● Exercise details
Copy the listing from its first line up to and including the line with "[0,0,291,88]", keeping the requests, and shift every bounding-box coordinate in the answers up by 108. Leave out the pictures.

(Bounding-box records)
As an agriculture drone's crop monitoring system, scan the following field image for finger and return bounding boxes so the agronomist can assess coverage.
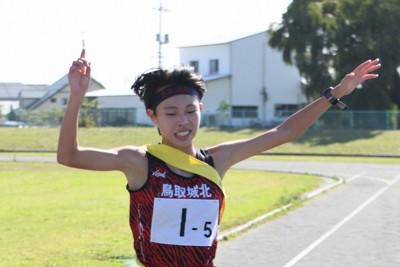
[363,74,379,81]
[86,63,92,77]
[80,48,86,58]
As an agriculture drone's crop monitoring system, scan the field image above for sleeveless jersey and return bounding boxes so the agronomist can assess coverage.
[128,150,224,267]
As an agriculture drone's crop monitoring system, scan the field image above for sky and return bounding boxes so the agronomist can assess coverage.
[0,0,291,88]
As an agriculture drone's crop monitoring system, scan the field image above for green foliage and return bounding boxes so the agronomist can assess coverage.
[269,0,400,109]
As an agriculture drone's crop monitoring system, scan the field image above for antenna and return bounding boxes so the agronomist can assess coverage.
[81,31,86,49]
[155,0,169,69]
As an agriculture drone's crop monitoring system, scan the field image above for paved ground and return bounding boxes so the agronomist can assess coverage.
[0,157,400,267]
[215,161,400,267]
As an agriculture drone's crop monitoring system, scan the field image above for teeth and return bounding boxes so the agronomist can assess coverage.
[176,131,189,136]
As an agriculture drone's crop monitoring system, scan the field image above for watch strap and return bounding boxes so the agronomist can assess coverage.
[323,87,347,110]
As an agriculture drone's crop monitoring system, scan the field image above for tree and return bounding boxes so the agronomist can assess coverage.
[268,0,400,109]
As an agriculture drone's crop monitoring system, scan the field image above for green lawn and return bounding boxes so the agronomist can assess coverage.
[0,162,322,267]
[0,127,400,267]
[0,127,400,155]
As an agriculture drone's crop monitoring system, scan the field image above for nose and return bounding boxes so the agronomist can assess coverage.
[178,114,189,125]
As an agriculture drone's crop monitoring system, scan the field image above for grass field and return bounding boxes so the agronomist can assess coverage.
[0,127,400,155]
[0,162,322,267]
[0,127,400,267]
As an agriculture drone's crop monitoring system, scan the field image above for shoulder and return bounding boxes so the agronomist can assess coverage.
[117,146,148,189]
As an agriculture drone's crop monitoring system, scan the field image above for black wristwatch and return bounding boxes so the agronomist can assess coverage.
[323,87,347,110]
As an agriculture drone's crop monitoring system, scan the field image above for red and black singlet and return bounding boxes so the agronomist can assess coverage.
[129,150,224,267]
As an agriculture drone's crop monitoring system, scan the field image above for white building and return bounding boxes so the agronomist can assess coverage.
[87,32,306,127]
[179,32,306,127]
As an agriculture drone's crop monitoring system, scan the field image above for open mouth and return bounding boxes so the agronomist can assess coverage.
[175,130,190,137]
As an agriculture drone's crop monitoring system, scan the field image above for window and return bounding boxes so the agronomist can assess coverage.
[232,106,258,118]
[210,59,219,74]
[189,60,199,72]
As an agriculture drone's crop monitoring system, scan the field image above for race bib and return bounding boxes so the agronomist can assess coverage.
[150,198,219,247]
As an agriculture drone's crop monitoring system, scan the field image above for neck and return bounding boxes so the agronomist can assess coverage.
[162,141,196,157]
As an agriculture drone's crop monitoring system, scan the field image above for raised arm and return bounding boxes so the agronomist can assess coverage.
[210,59,381,175]
[57,50,147,178]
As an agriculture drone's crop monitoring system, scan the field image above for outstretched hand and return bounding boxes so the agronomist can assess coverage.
[332,59,381,98]
[68,49,91,96]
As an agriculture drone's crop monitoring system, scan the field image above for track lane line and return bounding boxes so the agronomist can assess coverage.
[284,175,400,267]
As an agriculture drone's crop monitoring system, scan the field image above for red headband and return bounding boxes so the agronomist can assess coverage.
[147,85,200,110]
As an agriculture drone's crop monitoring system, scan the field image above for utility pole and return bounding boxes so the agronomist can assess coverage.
[156,0,169,69]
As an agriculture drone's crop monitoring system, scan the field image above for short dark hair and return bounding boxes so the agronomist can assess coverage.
[131,66,206,109]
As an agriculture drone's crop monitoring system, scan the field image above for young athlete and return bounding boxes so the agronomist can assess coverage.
[57,50,380,267]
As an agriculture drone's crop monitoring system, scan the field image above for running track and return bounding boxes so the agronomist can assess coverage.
[215,160,400,267]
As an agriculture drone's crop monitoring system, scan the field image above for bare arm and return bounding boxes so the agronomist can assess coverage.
[57,50,147,179]
[210,59,380,176]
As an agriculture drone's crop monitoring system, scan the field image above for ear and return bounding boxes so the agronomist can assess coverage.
[146,109,158,125]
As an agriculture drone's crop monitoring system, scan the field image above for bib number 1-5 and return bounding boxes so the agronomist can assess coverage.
[150,198,219,246]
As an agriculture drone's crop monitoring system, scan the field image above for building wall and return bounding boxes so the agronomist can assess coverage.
[180,44,230,77]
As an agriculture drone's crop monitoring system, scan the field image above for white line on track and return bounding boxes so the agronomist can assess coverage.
[284,175,400,267]
[346,172,367,183]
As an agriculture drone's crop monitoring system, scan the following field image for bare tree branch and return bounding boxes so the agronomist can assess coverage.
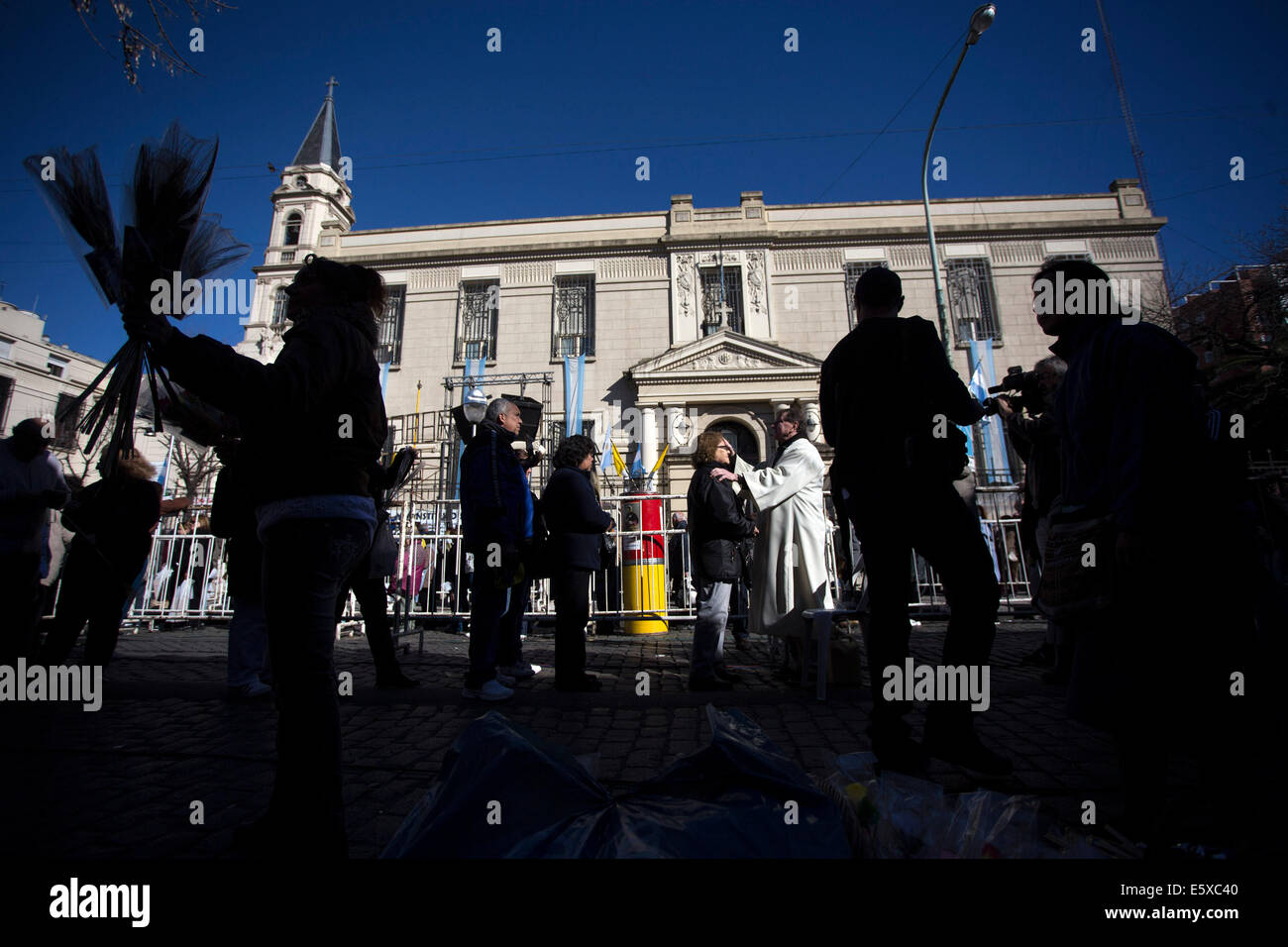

● Answer to the exercise
As an agriculture drone's crop monitoring system, scan the following field image for finger and return bounding boxes so the agronomist can assess coverage.
[471,182,487,189]
[194,171,200,185]
[188,156,194,166]
As an agriculture drone's crop monitoring system, scan the field image above for sleeveless jersey and return bounding boxes so the agronomist can assess coverage.
[236,258,332,375]
As an agriculture drone's crop monitoring system, scan the field image above for sky and return bounding boxes so the agronomist can assess coverage.
[108,108,399,196]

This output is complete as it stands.